• WHAT THIS TASK INVOLVES: Only the lines from the start of the material through the line containing "An instance may" are to be extracted, exactly as they appear.
----- MATERIAL FOR THIS TASK
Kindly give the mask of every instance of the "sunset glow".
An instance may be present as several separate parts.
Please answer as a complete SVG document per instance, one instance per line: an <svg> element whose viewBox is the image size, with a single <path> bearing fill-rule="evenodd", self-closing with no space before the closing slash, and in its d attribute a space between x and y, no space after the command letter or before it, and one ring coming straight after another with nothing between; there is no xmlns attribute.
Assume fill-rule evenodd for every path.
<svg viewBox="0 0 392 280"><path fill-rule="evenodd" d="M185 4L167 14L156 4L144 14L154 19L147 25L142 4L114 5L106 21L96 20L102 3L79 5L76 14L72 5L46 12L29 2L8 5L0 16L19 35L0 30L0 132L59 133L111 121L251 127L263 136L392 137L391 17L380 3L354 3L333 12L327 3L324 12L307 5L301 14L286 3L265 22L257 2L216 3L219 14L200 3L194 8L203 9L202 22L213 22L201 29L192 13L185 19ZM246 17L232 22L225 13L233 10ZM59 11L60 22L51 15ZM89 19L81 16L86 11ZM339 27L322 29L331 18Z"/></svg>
----------
• ANSWER BOX:
Kindly give the mask of every instance of the "sunset glow".
An instance may be present as several separate parts.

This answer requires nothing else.